Work required =
When you respond, restate each record exactly as it is given.
#### Material provided ####
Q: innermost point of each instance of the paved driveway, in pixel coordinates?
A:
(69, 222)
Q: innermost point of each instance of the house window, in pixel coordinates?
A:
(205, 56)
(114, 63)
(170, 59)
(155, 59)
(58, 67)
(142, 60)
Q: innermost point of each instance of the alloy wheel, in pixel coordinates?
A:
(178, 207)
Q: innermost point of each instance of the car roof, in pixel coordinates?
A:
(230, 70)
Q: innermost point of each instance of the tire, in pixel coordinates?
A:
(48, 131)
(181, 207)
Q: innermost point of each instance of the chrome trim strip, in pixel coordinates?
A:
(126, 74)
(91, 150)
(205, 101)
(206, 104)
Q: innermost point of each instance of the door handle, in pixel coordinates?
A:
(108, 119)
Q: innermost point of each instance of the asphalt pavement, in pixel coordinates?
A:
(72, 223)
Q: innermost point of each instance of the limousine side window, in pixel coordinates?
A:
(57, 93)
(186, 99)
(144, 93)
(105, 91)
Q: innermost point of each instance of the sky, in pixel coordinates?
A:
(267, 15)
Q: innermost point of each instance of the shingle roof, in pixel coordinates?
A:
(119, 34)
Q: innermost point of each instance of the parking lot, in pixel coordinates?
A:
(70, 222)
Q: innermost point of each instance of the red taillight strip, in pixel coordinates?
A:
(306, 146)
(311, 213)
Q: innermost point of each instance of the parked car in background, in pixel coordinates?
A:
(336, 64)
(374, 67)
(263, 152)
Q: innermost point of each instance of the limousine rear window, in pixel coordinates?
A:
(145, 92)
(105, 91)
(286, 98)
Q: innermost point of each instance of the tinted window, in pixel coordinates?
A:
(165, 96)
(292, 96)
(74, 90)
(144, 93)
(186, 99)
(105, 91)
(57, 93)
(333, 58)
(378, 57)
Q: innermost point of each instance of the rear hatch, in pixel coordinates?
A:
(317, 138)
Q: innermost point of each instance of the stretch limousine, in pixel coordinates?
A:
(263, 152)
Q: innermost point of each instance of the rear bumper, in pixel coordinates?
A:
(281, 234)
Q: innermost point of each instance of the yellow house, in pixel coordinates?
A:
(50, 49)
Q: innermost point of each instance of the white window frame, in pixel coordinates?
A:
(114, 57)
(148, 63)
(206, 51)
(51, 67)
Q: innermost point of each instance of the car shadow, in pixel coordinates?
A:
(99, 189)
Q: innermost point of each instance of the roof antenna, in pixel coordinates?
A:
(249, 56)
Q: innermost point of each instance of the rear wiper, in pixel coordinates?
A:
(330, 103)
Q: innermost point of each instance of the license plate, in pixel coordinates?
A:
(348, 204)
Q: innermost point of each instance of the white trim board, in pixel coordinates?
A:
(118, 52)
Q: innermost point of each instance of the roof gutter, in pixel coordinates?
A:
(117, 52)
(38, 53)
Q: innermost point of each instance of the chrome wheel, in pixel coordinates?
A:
####
Exercise result =
Q: innermost point of each instance of the paved driveway, in pixel coordinates?
A:
(69, 222)
Q: innermost point of each instance of the house window, in pixel coordinates?
A:
(205, 56)
(114, 63)
(170, 59)
(155, 59)
(58, 67)
(142, 60)
Q: innermost point of each instance of the alloy wheel, in pixel coordinates?
A:
(178, 207)
Q: innermost point of each instance of the car roof, in pixel coordinates?
A:
(230, 70)
Q: innermost point of each instance of the tire, in pixel coordinates?
A:
(48, 131)
(181, 207)
Q: innermost point of each instance of the chrome trim strip, in pixel coordinates?
A:
(126, 74)
(91, 150)
(205, 101)
(206, 104)
Q: innermost point of each instance of the door handle, in pixel coordinates?
A:
(108, 119)
Q: innermost point of each instance of the asphalt pavement, in pixel coordinates?
A:
(72, 223)
Q: innermost point of each instance of the limousine side window, in pixel coordinates?
A:
(57, 93)
(186, 99)
(144, 93)
(105, 91)
Q: innermost point of each instance of the sky, in pixel coordinates?
A:
(267, 15)
Q: innermost point of each instance of the shingle roof, in pixel coordinates?
A:
(119, 34)
Q: innermost point of each instance of the parking lot, in pixel coordinates?
A:
(70, 222)
Q: innermost point of each instance of the red taillight strip, in pixel coordinates?
A:
(306, 146)
(311, 213)
Q: innermost point of each instance of the parked car in background, in pixel coordinates?
A:
(336, 64)
(374, 67)
(263, 152)
Q: innermost point of each instance of the limousine rear window, in pixel coordinates?
A:
(145, 92)
(105, 91)
(286, 98)
Q: innermost point of each instance of the tinted window, in pixel coordinates?
A:
(165, 96)
(292, 96)
(74, 90)
(144, 93)
(186, 99)
(105, 91)
(57, 93)
(333, 58)
(378, 57)
Q: innermost point of each instance of the rear hatch, in pixel coordinates?
A:
(317, 138)
Q: innermost point of each instance of the stretch limousine, in pixel coordinates?
A:
(263, 152)
Q: innermost point of each instance of the rear bumper, in pixel coordinates?
A:
(281, 234)
Q: innermost point of each instance of the yellow house, in pixel coordinates?
A:
(50, 49)
Q: innermost point of each instance of the white window frame, in pixel coordinates?
A:
(114, 57)
(148, 63)
(206, 51)
(51, 67)
Q: innermost point of each instance of the car shadow, in pixel coordinates?
A:
(99, 189)
Q: innermost point of each instance of the roof antenna, in pixel coordinates?
A:
(249, 56)
Q: innermost point of each instance of the rear wiper, in pixel coordinates?
A:
(330, 103)
Q: innermost point of each instance of the license plate, in pixel coordinates?
A:
(348, 204)
Q: innermost point of each instance of the white trim board, in pixel coordinates?
A:
(118, 52)
Q: innermost point of each instance of the roof gutter, in pixel coordinates?
A:
(117, 52)
(38, 53)
Q: innermost point of each instance of the chrome wheel, in pixel coordinates?
A:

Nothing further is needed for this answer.